* Written task: Identify every line of the material below that contains the string "grass", and copy each of those lines in full. The match is case-sensitive.

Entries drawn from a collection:
>> BEGIN

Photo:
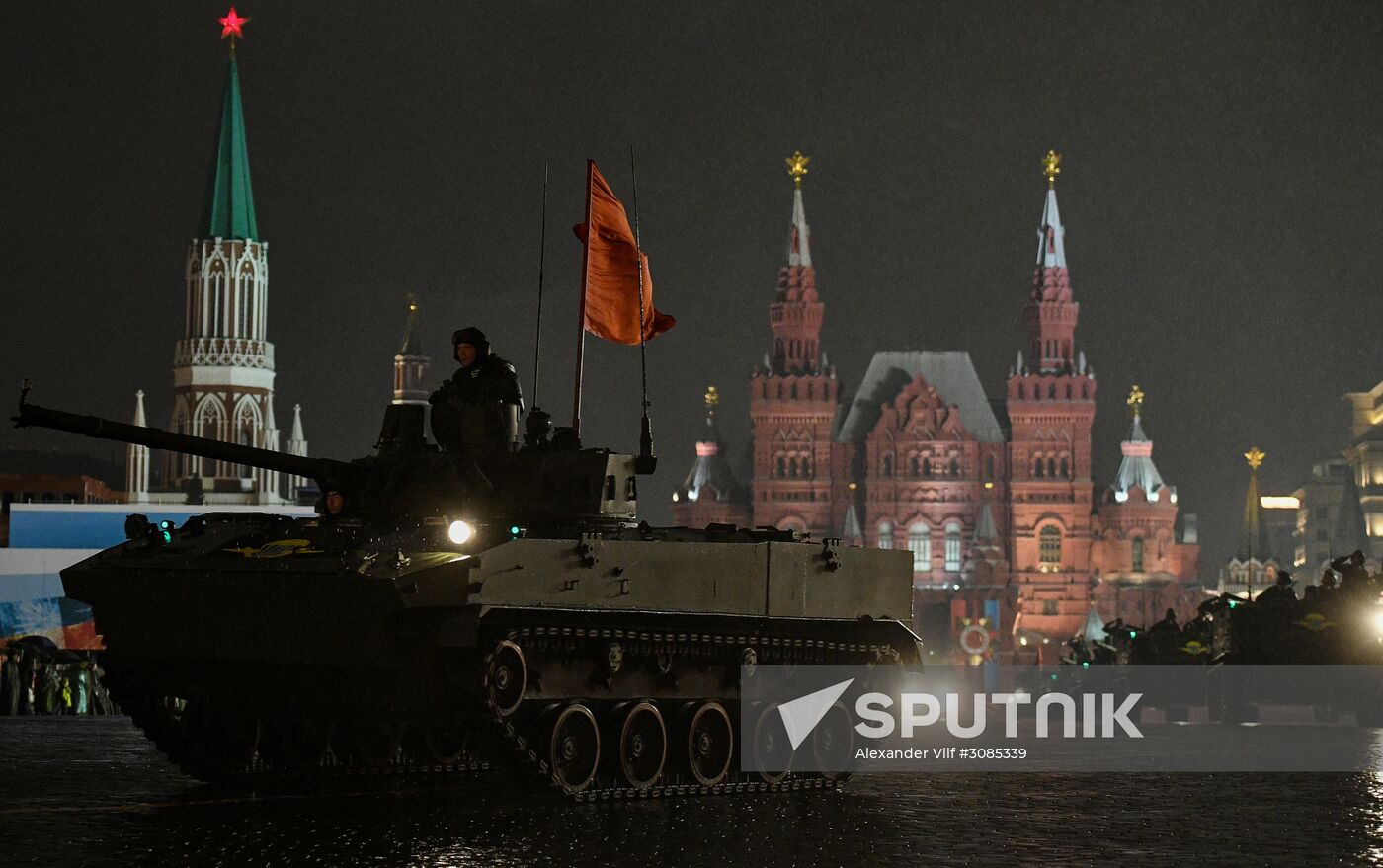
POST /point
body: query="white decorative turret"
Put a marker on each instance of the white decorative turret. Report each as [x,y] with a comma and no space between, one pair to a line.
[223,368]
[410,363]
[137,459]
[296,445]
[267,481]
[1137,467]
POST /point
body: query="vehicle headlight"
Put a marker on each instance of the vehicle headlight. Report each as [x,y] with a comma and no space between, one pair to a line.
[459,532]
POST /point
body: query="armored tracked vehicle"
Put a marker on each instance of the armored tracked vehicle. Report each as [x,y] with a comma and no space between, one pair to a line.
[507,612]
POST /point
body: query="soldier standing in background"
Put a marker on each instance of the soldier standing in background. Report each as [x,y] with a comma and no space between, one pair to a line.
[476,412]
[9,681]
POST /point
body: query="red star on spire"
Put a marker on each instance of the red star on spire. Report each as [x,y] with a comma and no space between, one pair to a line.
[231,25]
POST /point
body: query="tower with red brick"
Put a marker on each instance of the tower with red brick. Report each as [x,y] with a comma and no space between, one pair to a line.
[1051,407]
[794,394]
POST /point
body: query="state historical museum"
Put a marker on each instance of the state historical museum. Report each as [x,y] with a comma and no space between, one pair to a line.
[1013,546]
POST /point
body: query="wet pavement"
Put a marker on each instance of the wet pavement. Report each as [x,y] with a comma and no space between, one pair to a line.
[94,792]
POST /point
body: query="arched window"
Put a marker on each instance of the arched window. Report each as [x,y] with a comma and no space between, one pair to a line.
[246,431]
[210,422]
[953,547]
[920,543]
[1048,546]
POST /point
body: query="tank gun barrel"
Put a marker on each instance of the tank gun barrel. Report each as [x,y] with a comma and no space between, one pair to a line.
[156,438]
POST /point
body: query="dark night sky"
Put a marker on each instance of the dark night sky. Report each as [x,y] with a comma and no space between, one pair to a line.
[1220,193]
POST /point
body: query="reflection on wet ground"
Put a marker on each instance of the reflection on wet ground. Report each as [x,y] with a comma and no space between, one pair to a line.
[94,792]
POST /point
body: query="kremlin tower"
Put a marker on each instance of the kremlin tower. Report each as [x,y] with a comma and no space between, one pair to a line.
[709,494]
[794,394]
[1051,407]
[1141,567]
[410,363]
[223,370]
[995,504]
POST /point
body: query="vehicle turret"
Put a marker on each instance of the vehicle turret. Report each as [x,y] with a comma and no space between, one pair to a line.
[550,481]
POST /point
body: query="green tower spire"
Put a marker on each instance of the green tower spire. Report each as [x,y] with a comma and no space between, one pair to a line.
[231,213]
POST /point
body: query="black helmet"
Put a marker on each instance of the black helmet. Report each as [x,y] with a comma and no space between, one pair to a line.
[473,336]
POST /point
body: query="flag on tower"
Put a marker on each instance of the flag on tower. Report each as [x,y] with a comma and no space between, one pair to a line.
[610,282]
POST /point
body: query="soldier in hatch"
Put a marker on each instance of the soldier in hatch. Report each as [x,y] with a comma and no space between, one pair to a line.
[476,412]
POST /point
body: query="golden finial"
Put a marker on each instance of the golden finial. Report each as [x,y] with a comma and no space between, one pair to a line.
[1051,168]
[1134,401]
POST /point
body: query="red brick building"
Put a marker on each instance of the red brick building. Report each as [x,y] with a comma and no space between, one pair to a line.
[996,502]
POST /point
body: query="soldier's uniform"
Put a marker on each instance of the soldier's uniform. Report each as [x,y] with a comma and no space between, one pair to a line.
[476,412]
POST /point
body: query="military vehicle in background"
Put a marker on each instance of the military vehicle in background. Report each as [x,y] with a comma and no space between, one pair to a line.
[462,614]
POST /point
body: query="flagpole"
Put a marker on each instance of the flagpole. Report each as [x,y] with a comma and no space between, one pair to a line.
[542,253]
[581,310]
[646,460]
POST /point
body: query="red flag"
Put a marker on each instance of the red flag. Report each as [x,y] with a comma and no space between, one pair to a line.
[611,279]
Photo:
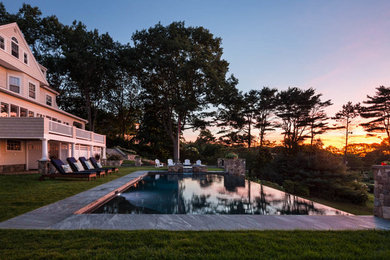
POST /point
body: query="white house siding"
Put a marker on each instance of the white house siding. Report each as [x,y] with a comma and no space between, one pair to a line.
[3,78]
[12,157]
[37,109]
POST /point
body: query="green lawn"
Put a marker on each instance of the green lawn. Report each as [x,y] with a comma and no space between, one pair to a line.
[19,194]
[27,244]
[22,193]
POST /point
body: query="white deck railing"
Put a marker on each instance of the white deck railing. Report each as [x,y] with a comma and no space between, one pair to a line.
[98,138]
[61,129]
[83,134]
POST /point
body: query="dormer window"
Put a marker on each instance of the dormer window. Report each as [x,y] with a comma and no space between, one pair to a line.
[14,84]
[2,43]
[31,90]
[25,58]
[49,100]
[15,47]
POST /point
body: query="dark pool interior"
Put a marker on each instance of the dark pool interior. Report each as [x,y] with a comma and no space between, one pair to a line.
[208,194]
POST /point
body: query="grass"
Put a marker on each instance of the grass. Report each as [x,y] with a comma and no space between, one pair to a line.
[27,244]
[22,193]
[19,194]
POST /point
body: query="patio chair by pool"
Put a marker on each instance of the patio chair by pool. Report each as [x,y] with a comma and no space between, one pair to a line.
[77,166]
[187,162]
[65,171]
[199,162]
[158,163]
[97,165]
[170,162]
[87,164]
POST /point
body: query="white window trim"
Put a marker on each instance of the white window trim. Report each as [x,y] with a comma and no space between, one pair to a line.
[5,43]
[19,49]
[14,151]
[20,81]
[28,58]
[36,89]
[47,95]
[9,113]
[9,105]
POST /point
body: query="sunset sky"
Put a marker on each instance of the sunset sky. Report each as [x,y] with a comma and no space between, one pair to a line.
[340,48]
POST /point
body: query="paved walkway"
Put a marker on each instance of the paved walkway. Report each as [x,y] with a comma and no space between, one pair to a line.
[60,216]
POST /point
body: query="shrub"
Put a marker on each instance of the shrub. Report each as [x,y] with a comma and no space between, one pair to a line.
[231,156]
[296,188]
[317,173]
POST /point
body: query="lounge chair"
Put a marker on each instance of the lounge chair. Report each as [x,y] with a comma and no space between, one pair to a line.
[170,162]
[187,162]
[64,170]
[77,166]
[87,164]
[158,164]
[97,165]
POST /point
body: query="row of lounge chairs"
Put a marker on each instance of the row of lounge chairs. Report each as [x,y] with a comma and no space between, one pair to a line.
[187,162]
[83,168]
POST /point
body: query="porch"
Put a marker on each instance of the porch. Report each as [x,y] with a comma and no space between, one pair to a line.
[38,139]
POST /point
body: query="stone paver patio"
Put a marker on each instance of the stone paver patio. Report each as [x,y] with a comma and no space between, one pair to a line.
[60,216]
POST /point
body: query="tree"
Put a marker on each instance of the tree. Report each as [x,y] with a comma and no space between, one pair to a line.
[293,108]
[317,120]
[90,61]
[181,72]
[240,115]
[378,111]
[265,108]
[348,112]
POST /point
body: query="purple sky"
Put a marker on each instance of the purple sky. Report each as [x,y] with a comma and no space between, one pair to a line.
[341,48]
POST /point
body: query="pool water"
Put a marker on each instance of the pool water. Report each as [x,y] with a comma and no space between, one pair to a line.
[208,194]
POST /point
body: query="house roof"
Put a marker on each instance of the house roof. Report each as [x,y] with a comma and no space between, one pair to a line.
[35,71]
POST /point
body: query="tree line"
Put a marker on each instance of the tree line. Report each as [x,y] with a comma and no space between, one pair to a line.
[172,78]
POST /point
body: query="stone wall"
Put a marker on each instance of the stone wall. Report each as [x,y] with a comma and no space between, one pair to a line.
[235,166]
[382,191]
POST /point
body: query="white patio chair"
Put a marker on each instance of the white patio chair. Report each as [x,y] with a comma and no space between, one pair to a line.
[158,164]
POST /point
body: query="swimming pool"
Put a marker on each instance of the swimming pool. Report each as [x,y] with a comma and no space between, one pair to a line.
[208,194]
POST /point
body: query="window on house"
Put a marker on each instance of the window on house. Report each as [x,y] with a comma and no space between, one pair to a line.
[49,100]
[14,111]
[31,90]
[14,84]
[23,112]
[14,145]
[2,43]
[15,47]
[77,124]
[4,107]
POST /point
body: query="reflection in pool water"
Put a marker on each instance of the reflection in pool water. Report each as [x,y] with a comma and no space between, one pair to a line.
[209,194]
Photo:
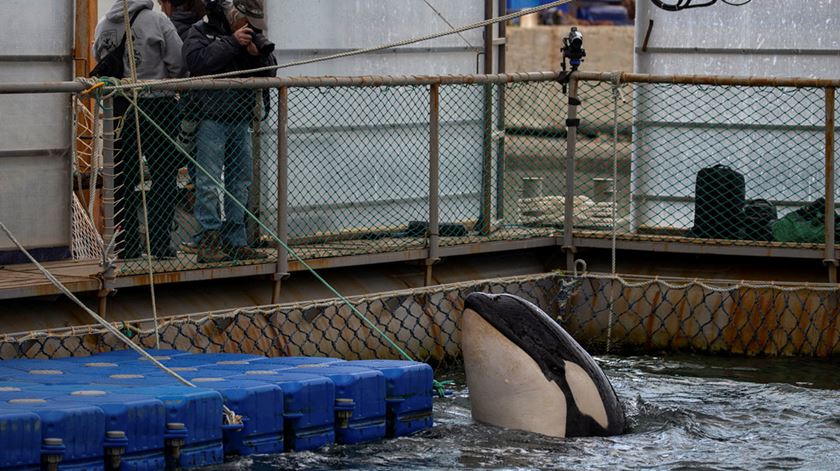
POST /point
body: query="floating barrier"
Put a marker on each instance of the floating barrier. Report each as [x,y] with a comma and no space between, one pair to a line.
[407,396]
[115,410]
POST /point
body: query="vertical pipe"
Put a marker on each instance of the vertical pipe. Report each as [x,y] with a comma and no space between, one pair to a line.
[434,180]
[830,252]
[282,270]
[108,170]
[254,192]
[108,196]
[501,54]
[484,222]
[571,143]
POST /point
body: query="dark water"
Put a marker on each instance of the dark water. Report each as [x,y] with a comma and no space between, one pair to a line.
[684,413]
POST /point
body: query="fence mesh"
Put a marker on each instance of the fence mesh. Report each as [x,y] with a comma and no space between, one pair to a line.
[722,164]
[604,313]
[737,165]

>> END

* Task answer:
body: query="grass"
Put a marker on each instance of the grass. Report each as [x,y] with a comma and no space between, one pair to a line.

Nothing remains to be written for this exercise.